_The task_: Copy the entries from the line containing "of the dark" through the end of the entries, substituting "hazy" for "blurred" and changing nothing else. Leave the pictures out.

_Task data_:
════════════════════
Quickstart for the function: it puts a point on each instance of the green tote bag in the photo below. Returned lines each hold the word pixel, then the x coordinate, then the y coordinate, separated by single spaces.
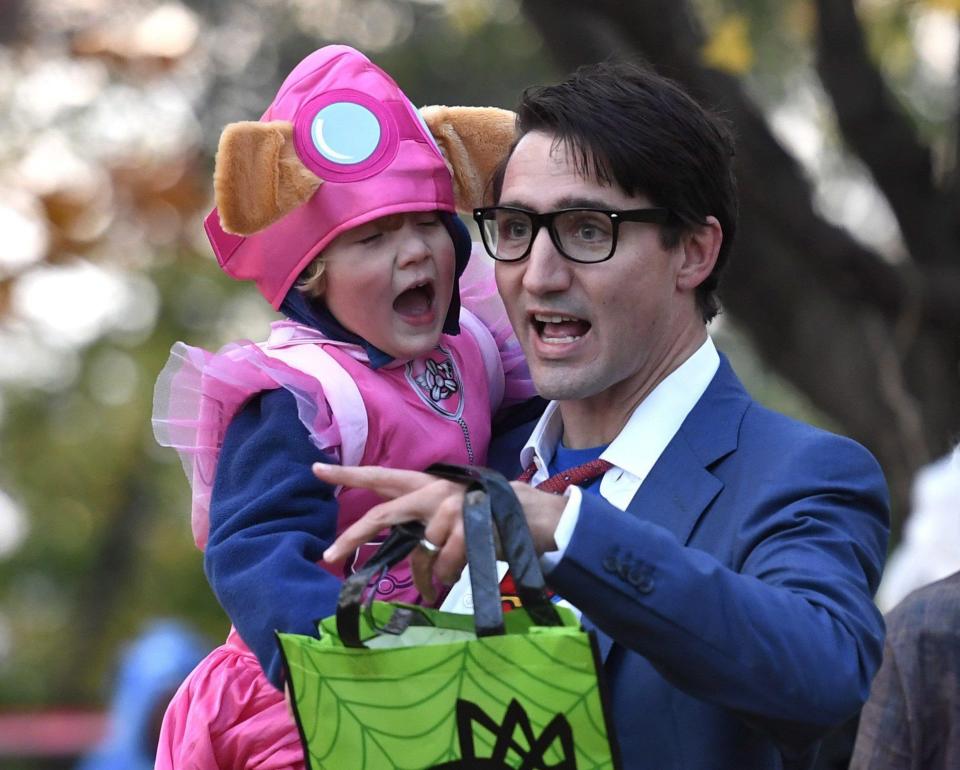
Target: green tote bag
pixel 401 687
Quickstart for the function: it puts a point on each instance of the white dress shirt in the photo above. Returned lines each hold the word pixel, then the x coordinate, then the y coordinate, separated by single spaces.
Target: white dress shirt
pixel 635 450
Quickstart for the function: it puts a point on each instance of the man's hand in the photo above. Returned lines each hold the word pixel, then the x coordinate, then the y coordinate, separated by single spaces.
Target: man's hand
pixel 438 503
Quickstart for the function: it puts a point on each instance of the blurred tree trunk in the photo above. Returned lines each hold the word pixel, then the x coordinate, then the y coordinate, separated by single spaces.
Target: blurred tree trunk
pixel 875 346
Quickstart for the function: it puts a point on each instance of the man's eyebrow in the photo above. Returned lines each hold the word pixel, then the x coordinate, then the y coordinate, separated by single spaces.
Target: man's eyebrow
pixel 567 202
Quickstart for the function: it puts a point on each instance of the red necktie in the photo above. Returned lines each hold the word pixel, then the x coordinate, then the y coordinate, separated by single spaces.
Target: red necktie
pixel 580 475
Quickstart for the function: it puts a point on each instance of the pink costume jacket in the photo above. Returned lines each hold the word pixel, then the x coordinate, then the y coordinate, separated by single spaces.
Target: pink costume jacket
pixel 406 415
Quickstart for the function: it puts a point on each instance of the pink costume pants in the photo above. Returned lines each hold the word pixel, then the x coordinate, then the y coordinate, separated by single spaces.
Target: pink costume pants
pixel 227 716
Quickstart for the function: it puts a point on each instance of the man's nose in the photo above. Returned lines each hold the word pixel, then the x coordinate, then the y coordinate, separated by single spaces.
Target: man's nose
pixel 546 268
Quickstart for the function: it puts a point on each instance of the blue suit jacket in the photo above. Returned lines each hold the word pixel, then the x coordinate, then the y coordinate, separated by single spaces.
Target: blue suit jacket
pixel 732 599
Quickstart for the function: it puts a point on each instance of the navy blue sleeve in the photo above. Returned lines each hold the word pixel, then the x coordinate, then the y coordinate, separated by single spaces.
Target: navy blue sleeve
pixel 270 521
pixel 511 429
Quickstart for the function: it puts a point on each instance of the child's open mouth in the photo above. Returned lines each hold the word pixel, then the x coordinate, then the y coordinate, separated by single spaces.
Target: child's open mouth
pixel 415 302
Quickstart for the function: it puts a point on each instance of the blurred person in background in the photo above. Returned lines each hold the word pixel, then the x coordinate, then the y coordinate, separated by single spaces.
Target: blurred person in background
pixel 912 719
pixel 150 670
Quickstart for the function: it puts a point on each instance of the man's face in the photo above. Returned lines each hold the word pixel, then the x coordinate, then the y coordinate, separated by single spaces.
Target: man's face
pixel 603 331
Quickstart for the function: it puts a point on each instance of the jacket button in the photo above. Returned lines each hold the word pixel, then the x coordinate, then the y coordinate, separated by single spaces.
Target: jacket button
pixel 641 579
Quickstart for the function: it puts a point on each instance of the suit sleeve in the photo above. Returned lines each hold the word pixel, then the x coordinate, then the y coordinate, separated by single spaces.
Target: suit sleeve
pixel 775 619
pixel 270 521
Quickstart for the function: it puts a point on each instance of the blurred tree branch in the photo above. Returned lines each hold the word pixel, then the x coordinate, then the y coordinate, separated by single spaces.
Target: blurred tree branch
pixel 874 345
pixel 880 133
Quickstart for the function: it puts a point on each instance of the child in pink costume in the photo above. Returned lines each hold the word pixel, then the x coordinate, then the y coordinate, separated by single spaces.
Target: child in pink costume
pixel 380 368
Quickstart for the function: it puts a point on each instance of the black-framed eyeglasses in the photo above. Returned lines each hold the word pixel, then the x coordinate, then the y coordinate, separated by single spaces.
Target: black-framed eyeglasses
pixel 581 234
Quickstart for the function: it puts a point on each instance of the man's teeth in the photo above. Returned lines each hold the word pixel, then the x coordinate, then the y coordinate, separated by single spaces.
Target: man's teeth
pixel 549 335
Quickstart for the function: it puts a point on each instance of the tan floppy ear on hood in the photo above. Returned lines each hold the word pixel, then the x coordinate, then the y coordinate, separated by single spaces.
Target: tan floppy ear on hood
pixel 474 141
pixel 258 177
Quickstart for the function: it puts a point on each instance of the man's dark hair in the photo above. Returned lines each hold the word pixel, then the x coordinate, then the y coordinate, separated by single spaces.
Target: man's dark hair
pixel 631 127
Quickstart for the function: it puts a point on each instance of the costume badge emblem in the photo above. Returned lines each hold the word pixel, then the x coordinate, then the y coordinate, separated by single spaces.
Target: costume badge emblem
pixel 436 379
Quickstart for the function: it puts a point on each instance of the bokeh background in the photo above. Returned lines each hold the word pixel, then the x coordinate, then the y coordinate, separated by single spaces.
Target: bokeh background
pixel 842 303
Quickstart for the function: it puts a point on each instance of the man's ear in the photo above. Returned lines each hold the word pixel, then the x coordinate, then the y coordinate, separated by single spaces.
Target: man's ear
pixel 258 177
pixel 700 249
pixel 474 141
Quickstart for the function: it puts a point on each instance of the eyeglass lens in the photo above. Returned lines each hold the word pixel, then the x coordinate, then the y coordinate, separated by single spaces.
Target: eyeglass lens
pixel 581 234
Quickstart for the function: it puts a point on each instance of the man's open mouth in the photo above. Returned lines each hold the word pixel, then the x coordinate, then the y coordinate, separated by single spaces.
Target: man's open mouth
pixel 416 300
pixel 559 329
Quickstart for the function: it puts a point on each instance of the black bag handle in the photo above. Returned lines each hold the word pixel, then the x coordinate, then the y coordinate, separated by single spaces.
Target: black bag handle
pixel 489 498
pixel 500 503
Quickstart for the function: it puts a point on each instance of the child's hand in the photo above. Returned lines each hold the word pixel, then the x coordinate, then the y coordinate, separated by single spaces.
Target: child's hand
pixel 411 496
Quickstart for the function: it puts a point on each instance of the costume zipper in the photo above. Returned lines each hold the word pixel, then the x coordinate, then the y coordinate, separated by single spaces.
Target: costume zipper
pixel 466 439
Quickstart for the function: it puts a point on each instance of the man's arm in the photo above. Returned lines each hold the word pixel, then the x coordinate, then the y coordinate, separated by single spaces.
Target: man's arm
pixel 791 635
pixel 269 522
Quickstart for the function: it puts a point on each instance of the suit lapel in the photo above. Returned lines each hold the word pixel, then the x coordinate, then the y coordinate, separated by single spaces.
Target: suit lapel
pixel 679 487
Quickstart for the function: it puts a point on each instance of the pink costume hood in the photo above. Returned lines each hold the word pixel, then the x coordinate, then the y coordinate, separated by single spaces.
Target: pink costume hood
pixel 356 130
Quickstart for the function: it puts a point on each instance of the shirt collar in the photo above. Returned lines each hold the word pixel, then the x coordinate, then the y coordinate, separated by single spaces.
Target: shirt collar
pixel 651 426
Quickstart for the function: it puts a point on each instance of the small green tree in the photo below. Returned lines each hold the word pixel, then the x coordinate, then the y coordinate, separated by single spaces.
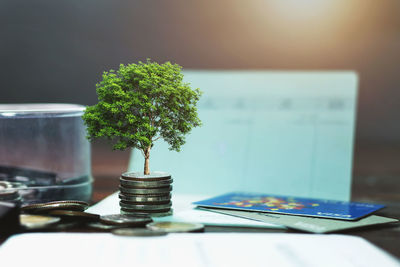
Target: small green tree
pixel 141 103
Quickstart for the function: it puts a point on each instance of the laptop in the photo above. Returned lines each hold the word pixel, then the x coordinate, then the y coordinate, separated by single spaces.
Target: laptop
pixel 275 132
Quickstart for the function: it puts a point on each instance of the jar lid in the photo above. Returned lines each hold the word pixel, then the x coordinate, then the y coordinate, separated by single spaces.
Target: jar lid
pixel 40 110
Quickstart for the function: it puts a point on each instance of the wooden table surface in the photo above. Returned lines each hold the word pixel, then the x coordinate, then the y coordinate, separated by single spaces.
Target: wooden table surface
pixel 376 175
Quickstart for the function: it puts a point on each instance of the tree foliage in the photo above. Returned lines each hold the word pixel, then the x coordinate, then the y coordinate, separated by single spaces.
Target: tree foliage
pixel 140 103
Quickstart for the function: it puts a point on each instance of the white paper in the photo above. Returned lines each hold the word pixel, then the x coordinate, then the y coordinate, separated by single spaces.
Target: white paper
pixel 183 211
pixel 202 250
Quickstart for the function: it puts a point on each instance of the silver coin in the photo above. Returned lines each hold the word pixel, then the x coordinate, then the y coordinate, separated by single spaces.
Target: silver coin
pixel 129 190
pixel 37 221
pixel 153 176
pixel 145 199
pixel 75 215
pixel 9 195
pixel 129 205
pixel 137 232
pixel 151 214
pixel 145 184
pixel 175 227
pixel 121 219
pixel 7 185
pixel 102 226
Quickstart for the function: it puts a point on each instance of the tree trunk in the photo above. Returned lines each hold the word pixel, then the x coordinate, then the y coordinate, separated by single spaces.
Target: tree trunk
pixel 146 161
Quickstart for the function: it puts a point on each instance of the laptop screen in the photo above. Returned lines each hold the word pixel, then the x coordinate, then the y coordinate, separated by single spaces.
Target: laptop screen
pixel 287 133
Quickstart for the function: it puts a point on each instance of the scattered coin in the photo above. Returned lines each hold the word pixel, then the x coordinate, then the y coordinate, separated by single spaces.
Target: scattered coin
pixel 6 195
pixel 175 227
pixel 9 191
pixel 37 221
pixel 154 176
pixel 138 232
pixel 55 205
pixel 145 184
pixel 103 227
pixel 145 198
pixel 142 191
pixel 125 220
pixel 76 215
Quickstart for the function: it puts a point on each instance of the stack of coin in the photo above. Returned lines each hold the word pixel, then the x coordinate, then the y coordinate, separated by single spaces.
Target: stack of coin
pixel 145 194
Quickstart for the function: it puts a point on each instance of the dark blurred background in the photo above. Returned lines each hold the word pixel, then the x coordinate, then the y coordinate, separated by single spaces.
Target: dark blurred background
pixel 55 51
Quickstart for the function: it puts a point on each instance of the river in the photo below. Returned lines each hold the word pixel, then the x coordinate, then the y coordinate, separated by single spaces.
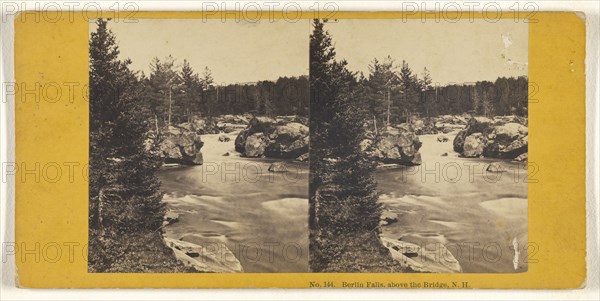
════════════════════
_Response_:
Quickstart for the function: it puts a point on each instance of the dark hazy background in the photo above. Returned lines each hold the word pixel, then the x coordinate, then the y coordinate, separated by single spaces.
Target: dark hazy background
pixel 55 51
Quickstart for the function: it puts a point on each instance of the river in the photo below. Returned lines each hold the word pixel, then the x coordinate, then the y coordinate, separated by single spaces.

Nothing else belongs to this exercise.